• **Problem to work on**:
Please output the rows as a JSON list of strings, one string per line, from the line containing "Where can you spot the bus side mirror?" through the end of the rows, skipping blank lines. Leave the pictures out of the answer.

• **Record excerpts**:
┏━━

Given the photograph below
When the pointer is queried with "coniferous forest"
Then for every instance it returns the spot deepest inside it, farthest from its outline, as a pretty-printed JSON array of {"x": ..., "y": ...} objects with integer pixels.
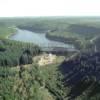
[{"x": 73, "y": 75}]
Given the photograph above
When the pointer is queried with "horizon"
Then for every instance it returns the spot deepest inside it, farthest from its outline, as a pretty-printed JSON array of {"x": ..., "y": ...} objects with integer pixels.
[{"x": 43, "y": 8}]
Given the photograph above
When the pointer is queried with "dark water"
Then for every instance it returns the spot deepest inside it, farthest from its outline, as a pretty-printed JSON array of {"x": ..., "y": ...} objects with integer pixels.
[{"x": 38, "y": 38}]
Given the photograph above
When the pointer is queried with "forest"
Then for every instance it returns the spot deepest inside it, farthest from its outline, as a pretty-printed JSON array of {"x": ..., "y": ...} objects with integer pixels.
[{"x": 76, "y": 77}]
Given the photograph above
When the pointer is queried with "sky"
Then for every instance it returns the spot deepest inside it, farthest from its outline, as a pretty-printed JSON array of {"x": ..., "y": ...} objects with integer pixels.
[{"x": 17, "y": 8}]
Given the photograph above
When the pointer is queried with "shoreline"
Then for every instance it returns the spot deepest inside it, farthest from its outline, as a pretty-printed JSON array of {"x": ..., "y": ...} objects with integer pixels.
[{"x": 53, "y": 38}]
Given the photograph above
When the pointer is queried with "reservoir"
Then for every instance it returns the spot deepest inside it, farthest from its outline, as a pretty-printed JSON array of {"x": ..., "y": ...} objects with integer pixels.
[{"x": 38, "y": 38}]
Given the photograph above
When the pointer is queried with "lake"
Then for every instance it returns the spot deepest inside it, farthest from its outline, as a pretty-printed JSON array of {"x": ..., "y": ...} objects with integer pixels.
[{"x": 38, "y": 38}]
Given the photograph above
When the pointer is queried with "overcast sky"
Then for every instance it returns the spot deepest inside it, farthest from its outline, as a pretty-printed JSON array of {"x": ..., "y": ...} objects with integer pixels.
[{"x": 49, "y": 8}]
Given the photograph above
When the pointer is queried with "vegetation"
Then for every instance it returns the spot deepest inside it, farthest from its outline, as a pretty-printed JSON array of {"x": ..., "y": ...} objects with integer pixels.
[
  {"x": 14, "y": 53},
  {"x": 76, "y": 78}
]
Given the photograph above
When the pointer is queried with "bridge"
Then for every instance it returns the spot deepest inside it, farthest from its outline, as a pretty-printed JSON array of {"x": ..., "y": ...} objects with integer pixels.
[{"x": 58, "y": 50}]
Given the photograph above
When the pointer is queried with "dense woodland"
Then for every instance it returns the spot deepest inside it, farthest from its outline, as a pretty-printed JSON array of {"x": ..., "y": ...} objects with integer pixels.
[{"x": 77, "y": 78}]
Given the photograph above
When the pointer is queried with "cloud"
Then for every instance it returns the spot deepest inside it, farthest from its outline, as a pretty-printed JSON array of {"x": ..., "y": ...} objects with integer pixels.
[{"x": 49, "y": 8}]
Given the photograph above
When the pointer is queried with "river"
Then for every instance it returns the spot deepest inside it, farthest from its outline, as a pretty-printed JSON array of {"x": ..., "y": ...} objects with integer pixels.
[{"x": 38, "y": 38}]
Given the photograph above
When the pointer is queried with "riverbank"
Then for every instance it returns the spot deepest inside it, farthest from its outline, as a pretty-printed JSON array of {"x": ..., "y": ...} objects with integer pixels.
[{"x": 71, "y": 41}]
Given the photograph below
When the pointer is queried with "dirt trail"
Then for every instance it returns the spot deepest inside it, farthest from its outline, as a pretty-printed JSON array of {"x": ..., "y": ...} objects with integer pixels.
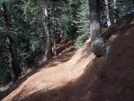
[{"x": 80, "y": 77}]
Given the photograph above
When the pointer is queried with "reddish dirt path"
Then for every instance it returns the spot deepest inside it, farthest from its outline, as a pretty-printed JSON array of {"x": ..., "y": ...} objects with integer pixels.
[{"x": 80, "y": 77}]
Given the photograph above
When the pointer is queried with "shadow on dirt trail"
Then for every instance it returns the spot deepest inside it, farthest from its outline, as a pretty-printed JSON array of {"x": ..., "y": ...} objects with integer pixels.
[
  {"x": 50, "y": 63},
  {"x": 113, "y": 82}
]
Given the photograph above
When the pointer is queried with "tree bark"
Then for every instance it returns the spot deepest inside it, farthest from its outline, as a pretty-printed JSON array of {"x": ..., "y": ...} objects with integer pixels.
[
  {"x": 48, "y": 51},
  {"x": 107, "y": 13},
  {"x": 9, "y": 44},
  {"x": 99, "y": 47},
  {"x": 115, "y": 7}
]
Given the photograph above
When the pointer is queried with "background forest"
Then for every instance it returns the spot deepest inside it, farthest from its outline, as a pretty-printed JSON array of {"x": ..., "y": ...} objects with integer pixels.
[{"x": 30, "y": 29}]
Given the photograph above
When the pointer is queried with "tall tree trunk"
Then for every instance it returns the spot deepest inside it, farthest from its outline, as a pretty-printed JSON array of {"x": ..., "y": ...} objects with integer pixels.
[
  {"x": 107, "y": 13},
  {"x": 9, "y": 44},
  {"x": 48, "y": 51},
  {"x": 115, "y": 7},
  {"x": 99, "y": 47}
]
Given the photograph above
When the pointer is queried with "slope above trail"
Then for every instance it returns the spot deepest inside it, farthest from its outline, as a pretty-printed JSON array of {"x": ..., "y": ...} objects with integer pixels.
[{"x": 80, "y": 77}]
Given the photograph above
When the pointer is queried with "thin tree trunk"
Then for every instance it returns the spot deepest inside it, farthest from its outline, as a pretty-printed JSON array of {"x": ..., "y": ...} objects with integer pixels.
[
  {"x": 48, "y": 51},
  {"x": 99, "y": 47},
  {"x": 107, "y": 13},
  {"x": 9, "y": 44},
  {"x": 115, "y": 7}
]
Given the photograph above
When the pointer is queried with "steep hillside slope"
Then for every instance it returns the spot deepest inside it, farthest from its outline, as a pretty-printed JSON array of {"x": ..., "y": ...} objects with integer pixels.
[{"x": 81, "y": 77}]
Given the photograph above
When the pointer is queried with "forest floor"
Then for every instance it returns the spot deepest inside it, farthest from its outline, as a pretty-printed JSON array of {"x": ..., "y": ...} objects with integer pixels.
[{"x": 80, "y": 76}]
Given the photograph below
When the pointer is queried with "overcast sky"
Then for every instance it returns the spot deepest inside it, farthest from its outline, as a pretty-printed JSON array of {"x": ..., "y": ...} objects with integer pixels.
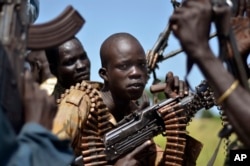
[{"x": 145, "y": 19}]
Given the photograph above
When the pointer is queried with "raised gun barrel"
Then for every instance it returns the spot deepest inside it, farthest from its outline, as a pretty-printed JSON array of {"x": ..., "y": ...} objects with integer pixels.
[{"x": 143, "y": 125}]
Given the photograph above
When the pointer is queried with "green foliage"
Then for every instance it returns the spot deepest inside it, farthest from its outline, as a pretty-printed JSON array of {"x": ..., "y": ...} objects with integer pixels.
[{"x": 206, "y": 131}]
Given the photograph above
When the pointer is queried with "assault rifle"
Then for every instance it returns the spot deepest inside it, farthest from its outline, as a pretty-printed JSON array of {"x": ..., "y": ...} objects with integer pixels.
[
  {"x": 145, "y": 124},
  {"x": 16, "y": 35}
]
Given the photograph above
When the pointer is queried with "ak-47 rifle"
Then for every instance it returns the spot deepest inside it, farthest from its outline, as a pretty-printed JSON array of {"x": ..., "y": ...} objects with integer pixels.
[
  {"x": 16, "y": 35},
  {"x": 144, "y": 124}
]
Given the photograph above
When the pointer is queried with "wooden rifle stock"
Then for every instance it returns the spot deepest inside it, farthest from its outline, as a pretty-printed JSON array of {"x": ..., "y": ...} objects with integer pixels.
[{"x": 56, "y": 31}]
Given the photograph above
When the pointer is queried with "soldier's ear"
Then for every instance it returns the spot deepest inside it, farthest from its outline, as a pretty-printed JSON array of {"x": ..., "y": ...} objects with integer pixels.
[{"x": 103, "y": 73}]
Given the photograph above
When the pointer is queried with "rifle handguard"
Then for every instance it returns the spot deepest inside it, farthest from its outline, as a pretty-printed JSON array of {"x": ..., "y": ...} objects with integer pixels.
[{"x": 56, "y": 31}]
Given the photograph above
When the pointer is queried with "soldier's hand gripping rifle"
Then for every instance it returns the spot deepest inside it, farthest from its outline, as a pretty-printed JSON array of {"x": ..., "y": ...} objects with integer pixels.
[
  {"x": 143, "y": 125},
  {"x": 16, "y": 35},
  {"x": 156, "y": 53}
]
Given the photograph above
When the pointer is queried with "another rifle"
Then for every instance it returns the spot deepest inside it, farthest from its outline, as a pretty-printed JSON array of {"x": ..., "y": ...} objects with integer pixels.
[
  {"x": 143, "y": 125},
  {"x": 13, "y": 38}
]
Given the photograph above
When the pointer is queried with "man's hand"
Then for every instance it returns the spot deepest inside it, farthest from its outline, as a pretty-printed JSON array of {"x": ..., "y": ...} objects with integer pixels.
[
  {"x": 38, "y": 106},
  {"x": 130, "y": 159}
]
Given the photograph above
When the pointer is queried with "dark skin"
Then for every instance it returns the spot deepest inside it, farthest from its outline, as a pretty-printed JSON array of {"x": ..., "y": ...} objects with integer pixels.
[
  {"x": 125, "y": 77},
  {"x": 125, "y": 74},
  {"x": 195, "y": 43},
  {"x": 73, "y": 64},
  {"x": 39, "y": 66}
]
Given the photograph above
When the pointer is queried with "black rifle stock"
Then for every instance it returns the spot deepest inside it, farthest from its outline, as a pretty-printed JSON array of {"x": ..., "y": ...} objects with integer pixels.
[
  {"x": 143, "y": 125},
  {"x": 16, "y": 35}
]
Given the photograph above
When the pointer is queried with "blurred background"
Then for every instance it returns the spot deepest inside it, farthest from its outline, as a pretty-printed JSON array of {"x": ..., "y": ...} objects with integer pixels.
[{"x": 145, "y": 20}]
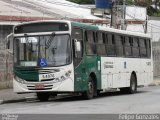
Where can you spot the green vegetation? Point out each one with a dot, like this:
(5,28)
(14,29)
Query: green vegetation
(151,11)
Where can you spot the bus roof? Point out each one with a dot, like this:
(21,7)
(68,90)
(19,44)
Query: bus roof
(112,30)
(92,27)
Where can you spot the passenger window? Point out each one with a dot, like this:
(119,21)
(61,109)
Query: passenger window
(143,50)
(128,46)
(148,44)
(119,45)
(135,47)
(110,45)
(101,50)
(90,44)
(77,34)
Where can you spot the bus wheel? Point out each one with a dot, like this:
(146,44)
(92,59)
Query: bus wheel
(133,84)
(42,96)
(89,94)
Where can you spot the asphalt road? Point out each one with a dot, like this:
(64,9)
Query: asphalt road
(146,100)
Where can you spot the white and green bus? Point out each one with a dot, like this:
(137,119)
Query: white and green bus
(54,57)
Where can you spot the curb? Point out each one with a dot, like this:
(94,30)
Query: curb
(12,101)
(17,100)
(154,84)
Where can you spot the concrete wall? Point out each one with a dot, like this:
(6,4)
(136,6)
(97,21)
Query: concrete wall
(5,58)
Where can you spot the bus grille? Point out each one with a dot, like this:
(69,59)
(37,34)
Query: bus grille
(45,87)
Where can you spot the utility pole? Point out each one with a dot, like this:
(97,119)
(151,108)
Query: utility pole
(113,14)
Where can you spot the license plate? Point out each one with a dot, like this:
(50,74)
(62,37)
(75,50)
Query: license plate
(39,86)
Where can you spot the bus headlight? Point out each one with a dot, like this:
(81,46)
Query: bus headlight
(19,80)
(60,79)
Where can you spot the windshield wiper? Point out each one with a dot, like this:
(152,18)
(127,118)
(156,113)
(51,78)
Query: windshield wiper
(49,41)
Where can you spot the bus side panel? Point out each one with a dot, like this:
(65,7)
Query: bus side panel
(88,65)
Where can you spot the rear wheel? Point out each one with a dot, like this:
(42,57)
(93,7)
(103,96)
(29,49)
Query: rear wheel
(89,94)
(133,86)
(42,96)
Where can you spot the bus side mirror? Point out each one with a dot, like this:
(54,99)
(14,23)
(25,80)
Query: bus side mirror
(77,46)
(9,43)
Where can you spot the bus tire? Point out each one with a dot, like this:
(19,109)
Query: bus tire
(43,96)
(133,84)
(89,94)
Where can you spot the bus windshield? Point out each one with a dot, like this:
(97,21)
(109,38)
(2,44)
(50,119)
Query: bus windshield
(41,51)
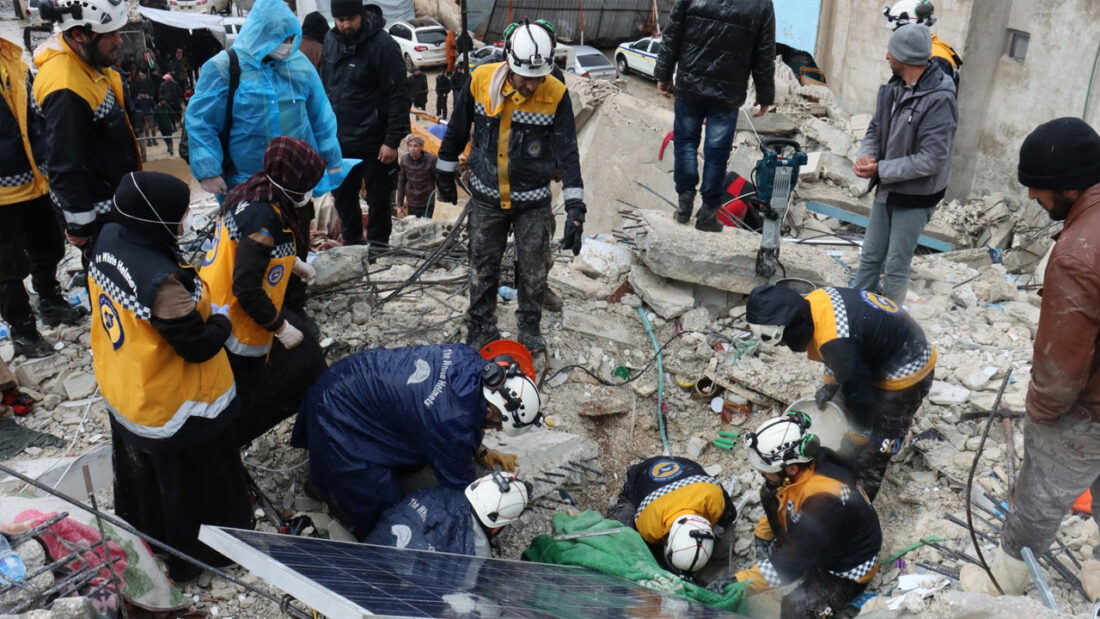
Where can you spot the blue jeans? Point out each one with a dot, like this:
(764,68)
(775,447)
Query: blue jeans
(686,131)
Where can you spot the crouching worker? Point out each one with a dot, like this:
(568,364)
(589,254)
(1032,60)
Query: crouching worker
(157,346)
(875,355)
(817,524)
(675,506)
(382,412)
(448,520)
(274,356)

┗━━

• **Exercise result**:
[
  "Where can you spot the bus side mirror? Point out each one with a dot, like this:",
  "(54,99)",
  "(14,23)",
  "(25,80)",
  "Query: bus side mirror",
  "(77,46)",
  "(9,43)",
  "Where can you spot the bus tire? Point out each one with a dot, like this:",
  "(19,109)",
  "Query: bus tire",
  "(43,96)",
  "(133,84)",
  "(89,94)",
  "Where can you spot the bus windshield? Point out each one with a dot, like this:",
  "(97,21)",
  "(109,38)",
  "(2,44)",
  "(50,119)",
  "Query: bus windshield",
  "(41,51)",
  "Where can you spot the blue jeans? Point out each one with a dot, like this:",
  "(764,68)",
  "(775,447)",
  "Query: blue jeans",
  "(686,131)",
  "Where can you spot the crouching worker? Point out each one with a dot, like this:",
  "(568,364)",
  "(589,254)",
  "(1032,60)",
  "Query: crouching worker",
  "(157,346)",
  "(875,355)",
  "(817,524)",
  "(675,506)",
  "(382,412)",
  "(448,520)",
  "(274,356)"
]